• **Task goal**:
Retype exactly the lines that run from the line with "Target: wood grain texture" to the final line of the entries, keeping both ends and nothing else.

• **Stored records**:
┄┄┄┄┄┄┄┄┄┄
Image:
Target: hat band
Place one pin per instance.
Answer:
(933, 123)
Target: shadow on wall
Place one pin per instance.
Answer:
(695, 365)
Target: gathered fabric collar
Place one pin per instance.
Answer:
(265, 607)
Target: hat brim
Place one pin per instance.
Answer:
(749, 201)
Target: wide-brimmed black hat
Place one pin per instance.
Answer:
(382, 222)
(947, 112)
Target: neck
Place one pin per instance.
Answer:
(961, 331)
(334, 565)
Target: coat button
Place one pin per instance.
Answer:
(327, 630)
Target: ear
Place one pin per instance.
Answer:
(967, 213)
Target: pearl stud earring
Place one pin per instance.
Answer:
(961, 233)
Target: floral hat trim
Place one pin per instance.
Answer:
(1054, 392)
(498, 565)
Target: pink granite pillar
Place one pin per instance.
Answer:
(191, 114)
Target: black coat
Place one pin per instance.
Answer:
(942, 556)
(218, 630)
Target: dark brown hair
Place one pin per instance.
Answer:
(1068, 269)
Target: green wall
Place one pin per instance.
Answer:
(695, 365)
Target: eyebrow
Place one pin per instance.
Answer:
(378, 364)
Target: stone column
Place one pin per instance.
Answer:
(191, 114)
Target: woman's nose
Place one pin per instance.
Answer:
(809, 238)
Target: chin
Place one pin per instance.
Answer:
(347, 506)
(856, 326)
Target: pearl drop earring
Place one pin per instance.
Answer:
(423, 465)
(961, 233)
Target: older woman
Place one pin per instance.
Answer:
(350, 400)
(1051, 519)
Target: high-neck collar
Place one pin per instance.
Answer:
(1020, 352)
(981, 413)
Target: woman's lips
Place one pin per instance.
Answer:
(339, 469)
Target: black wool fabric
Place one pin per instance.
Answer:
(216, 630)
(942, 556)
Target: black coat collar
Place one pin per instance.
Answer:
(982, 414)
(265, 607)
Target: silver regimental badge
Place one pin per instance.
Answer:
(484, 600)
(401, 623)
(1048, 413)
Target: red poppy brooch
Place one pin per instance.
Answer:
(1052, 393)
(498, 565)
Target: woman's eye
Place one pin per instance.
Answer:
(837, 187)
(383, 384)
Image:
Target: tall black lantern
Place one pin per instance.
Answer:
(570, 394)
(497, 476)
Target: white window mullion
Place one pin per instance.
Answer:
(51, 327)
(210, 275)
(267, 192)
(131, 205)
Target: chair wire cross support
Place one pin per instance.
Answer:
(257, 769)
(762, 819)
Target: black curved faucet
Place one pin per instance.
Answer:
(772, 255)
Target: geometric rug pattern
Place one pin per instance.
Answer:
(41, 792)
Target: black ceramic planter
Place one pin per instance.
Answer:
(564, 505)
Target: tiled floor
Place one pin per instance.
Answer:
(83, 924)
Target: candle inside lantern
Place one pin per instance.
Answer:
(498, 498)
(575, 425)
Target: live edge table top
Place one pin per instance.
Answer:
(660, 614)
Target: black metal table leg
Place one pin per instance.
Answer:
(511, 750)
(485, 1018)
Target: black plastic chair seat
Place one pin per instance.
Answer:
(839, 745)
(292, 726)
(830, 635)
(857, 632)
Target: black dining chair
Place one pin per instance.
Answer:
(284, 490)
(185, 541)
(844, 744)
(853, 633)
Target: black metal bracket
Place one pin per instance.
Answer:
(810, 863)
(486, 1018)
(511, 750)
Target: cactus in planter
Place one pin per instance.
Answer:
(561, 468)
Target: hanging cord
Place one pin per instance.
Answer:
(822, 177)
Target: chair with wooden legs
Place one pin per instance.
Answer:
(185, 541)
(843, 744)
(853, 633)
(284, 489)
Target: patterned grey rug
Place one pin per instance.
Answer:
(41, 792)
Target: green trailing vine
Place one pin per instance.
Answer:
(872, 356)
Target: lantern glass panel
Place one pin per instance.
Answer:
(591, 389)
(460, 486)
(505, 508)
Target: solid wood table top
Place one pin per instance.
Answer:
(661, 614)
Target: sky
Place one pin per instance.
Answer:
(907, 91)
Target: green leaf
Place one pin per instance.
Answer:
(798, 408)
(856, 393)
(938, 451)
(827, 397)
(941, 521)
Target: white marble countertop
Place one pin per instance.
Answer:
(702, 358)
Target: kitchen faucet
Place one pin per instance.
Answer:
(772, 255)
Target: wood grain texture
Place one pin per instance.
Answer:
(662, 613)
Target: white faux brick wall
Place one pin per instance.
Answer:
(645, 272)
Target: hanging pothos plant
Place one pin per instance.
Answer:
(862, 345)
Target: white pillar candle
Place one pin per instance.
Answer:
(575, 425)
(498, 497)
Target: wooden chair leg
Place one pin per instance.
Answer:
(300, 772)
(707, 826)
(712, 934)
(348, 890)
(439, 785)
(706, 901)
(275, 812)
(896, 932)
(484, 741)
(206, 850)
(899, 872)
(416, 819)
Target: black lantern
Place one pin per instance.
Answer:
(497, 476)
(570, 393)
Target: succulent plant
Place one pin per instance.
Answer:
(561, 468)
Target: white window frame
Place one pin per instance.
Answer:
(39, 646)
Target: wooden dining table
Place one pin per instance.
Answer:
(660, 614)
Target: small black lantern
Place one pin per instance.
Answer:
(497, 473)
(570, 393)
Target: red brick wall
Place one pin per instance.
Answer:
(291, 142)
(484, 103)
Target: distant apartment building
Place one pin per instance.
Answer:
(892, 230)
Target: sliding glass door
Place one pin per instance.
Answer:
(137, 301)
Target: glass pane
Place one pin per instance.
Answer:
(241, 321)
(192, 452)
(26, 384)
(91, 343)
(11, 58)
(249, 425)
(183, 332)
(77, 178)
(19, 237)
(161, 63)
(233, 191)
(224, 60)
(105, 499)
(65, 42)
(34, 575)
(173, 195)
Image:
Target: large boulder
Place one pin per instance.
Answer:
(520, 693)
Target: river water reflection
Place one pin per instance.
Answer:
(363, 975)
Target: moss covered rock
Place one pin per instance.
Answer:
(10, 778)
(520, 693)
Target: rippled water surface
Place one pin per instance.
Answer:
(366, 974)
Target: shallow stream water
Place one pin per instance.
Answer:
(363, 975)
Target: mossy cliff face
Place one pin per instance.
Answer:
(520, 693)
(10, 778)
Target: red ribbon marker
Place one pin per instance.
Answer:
┄┄┄┄┄┄┄┄┄┄
• **Full solution**:
Target: wood grain texture
Place one pin per instance.
Answer:
(662, 613)
Target: white faux brick wall
Place one pin per instance.
Answer:
(645, 272)
Target: hanging pothos plant
Place one pin per instance.
Answer:
(862, 345)
Target: white pillar candle
Place one pin per instance.
Answer:
(575, 425)
(498, 497)
Target: wooden chair leg
Place one pin per instance.
Answer:
(300, 772)
(707, 826)
(712, 934)
(348, 890)
(439, 785)
(706, 901)
(275, 812)
(896, 932)
(484, 741)
(206, 850)
(899, 872)
(416, 819)
Target: black lantern
Place one pin per instance.
Answer:
(497, 476)
(570, 393)
Target: succulent plant
Place one pin per instance.
Answer:
(561, 468)
Target: white window frame
Place one pin per instance.
Answer:
(39, 646)
Target: wooden dining table
Place one pin per instance.
Answer:
(660, 614)
Target: small black lantern
Place one pin per instance.
Answer:
(497, 473)
(570, 393)
Target: red brick wall
Place one pin per instance.
Answer:
(291, 142)
(484, 103)
Target: distant apartment building
Place one pin per instance.
Answer:
(892, 230)
Target: sliding glass door
Place one pin per instance.
Answer:
(137, 301)
Target: glass pane
Place one pin per instance.
Answer:
(241, 321)
(192, 452)
(26, 384)
(91, 343)
(11, 58)
(249, 425)
(183, 332)
(77, 178)
(19, 237)
(161, 63)
(233, 191)
(224, 60)
(105, 499)
(65, 42)
(34, 575)
(173, 195)
Image:
Target: large boulder
Place one pin per instance.
Answer:
(520, 693)
Target: river water reflection
Place one pin per instance.
Answer:
(363, 975)
Target: moss covered rock
Place one pin per instance.
Answer:
(10, 778)
(520, 693)
Target: rippled water surface
Place one pin per instance.
Answer:
(366, 974)
Target: shallow stream water
Place one pin per instance.
Answer:
(363, 975)
Target: mossy cliff face
Place one pin per instance.
Answer:
(520, 693)
(10, 778)
Target: red ribbon marker
Place one pin per instance.
Answer:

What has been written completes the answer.